Text block:
________________________

Image courtesy of marksontok at

Image courtesy of marksontok at

We all know that speed kills. Yet in many crashes nationwide, speed is often a contributing factor. Despite this, some big rigs use it as a competitive advantage. Is this risky? You bet. However, for some truckers paid by the mile or load, driving super fast is viewed as a necessity. The faster they get done with one assignment, the faster they can take on another.

Safety advocates, though, are on a mission to squash this business mentality. Several years ago, the ATA and Roadsafe America jointly asked for the DOT to require speed limiters in trucks with a GVWR of more than 26,000 pounds. As the name suggests, these devices would limit how fast heavy trucks travel on the road.

Sadly, it may be a while longer before heavy trucks are required to use them. This month it was announced that the proposed rule that would require the installation and use of these devices has been delayed. It’s reportedly receiving an “extended” review by the White House Office of Management and Budget. This, of course, comes as disappointing news to safety advocates.

According to an NHTSA spokesperson, a final date for when the speed limiter rule will be complete has not been determined. A proposal was expected to be published in the Federal Register at the end of September. That doesn’t look like it’s going to happen.

Meanwhile, safety advocates want the limiters to prevent truckers from going above 65 mph. Whether it actually happens, no one really knows just yet. We, however, think that it’s a reasonable speed limit and one that would make our highways safer. FMCSA officials have already stated that if the rule were to go into effect, it would decrease the estimated 1,115 fatal crashes involving heavy trucks.

All class seven and eight trucks manufactured since 1992 already come from the factory with a speed limiter as standard equipment, according to Road Safe America officials. Unfortunately, many trucking companies and individual truckers do not use them. With a few exceptions, they are allowed to travel as fast as passenger cars.

We urge the feds to pass this rule as soon as possible. Stop with the delay. Not only are governed trucks safer, but companies that presently use them have actually reported higher profits due to saved fuel, longer lasting equipment and lower liability costs.

________________________

Data section:
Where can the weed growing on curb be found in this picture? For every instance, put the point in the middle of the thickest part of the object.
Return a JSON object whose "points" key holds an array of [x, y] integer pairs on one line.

________________________

Task prompt:
Please list everything the truck speed limiter article above names as a cause of the higher profits reported by companies that already use governed trucks.

Answer space:
- Saved fuel
- Longer lasting equipment
- Lower liability costs